:: TEXTO DE ORIGEM ::
* * *

Defensor do ICMS neutro, sem nenhuma isenção e com as alíquotas iguais para o Brasil inteiro, o jurista Sacha Calmon é contra a proibição dos estados utilizarem suas despesas para fazerem política fiscal. O sotaque mineiro engana e faz pensar que o advogado tributarista não é soteropolitano. Torcedor do Flamengo e do Bahia, Calmon justifica a escolha explicando que em Minas, estado onde vive, "não tem time". Adorador da comida do sertão, o ex-juiz federal pôde conhecer o Nordeste quando ainda era criança e acompanhou o pai, que era engenheiro e trabalhava na ferrovia Transnordestina. Na entrevista à Gazeta do Povo, Calmon defendeu a privatização da infraestrutura brasileira, a diminuição dos impostos sobre consumo e um regime trabalhista mais flexível.
Qual a opinião do senhor sobre o projeto de lei de unificação dos tributos do ICMS?

* * *

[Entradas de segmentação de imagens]
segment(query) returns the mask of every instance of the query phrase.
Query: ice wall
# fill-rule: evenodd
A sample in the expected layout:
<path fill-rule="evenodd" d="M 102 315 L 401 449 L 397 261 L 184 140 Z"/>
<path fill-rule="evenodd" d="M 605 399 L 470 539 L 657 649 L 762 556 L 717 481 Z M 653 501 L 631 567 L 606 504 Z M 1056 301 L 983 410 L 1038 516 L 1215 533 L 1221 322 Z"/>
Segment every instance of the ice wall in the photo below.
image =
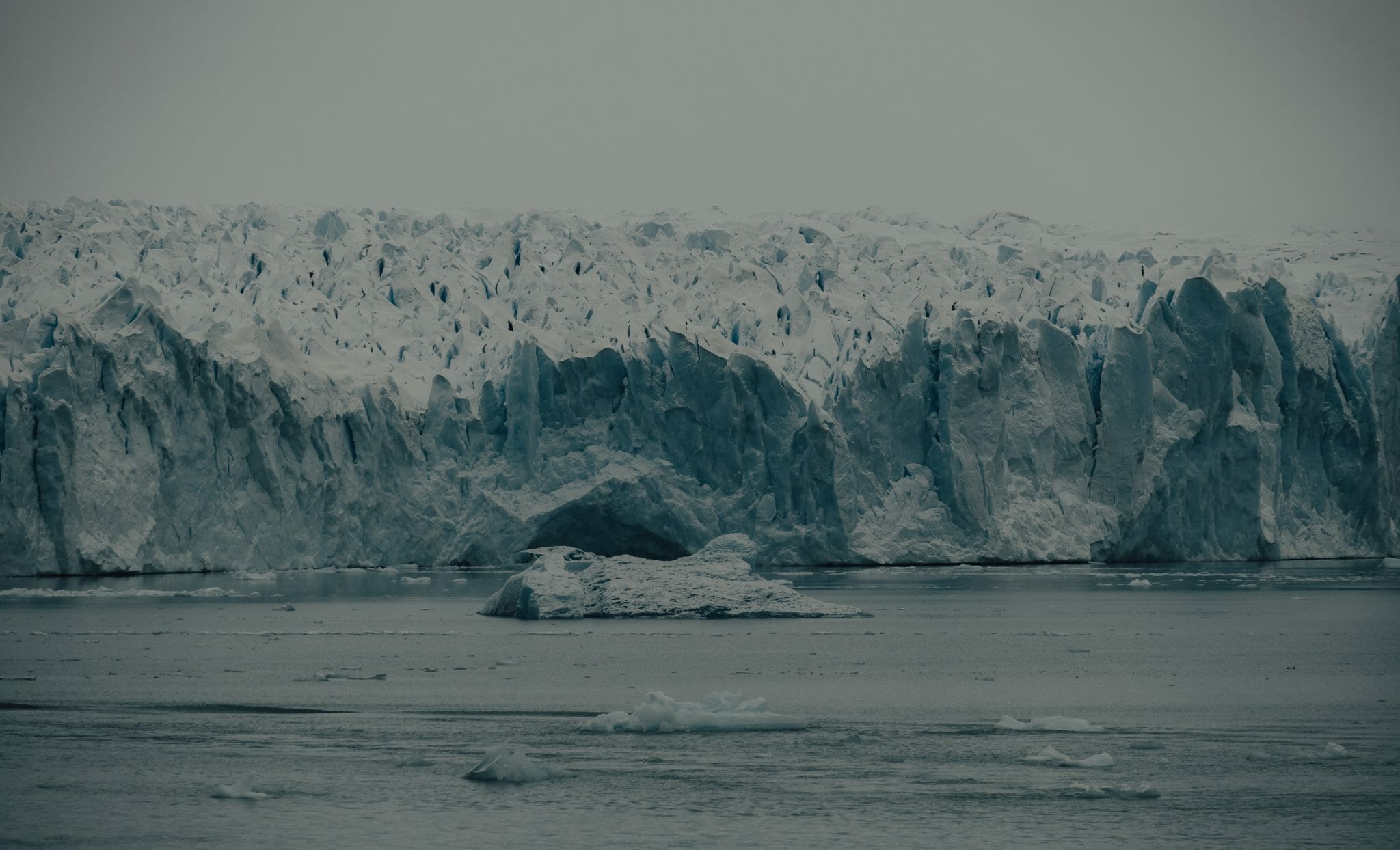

* * *

:: TAREFA CURTA 1 ::
Responda às perguntas abaixo com base no texto de origem.
(a) Para quais times de futebol Sacha Calmon torce?
(b) Qual era a profissão do pai dele?
(c) A que veículo ele concedeu a entrevista?
:: TAREFA CURTA 2 ::
Resuma o texto de origem em duas frases.
:: TAREFA CURTA 3 ::
Reproduza o trecho do texto de origem que começa em "Defensor do ICMS" e segue até "trabalhista mais flexível.".

:: RESPOSTA ESPERADA 1 ::
(a) Flamengo e Bahia.
(b) Engenheiro, que trabalhava na ferrovia Transnordestina.
(c) À Gazeta do Povo.

:: RESPOSTA ESPERADA 2 ::
O jurista Sacha Calmon defende um ICMS neutro, sem isenções e com alíquotas iguais para todo o Brasil, mas é contra proibir os estados de usar suas despesas para fazer política fiscal. Na entrevista à Gazeta do Povo, ele defendeu a privatização da infraestrutura brasileira, a diminuição dos impostos sobre consumo e um regime trabalhista mais flexível.

:: RESPOSTA ESPERADA 3 ::
Defensor do ICMS neutro, sem nenhuma isenção e com as alíquotas iguais para o Brasil inteiro, o jurista Sacha Calmon é contra a proibição dos estados utilizarem suas despesas para fazerem política fiscal. O sotaque mineiro engana e faz pensar que o advogado tributarista não é soteropolitano. Torcedor do Flamengo e do Bahia, Calmon justifica a escolha explicando que em Minas, estado onde vive, "não tem time". Adorador da comida do sertão, o ex-juiz federal pôde conhecer o Nordeste quando ainda era criança e acompanhou o pai, que era engenheiro e trabalhava na ferrovia Transnordestina. Na entrevista à Gazeta do Povo, Calmon defendeu a privatização da infraestrutura brasileira, a diminuição dos impostos sobre consumo e um regime trabalhista mais flexível.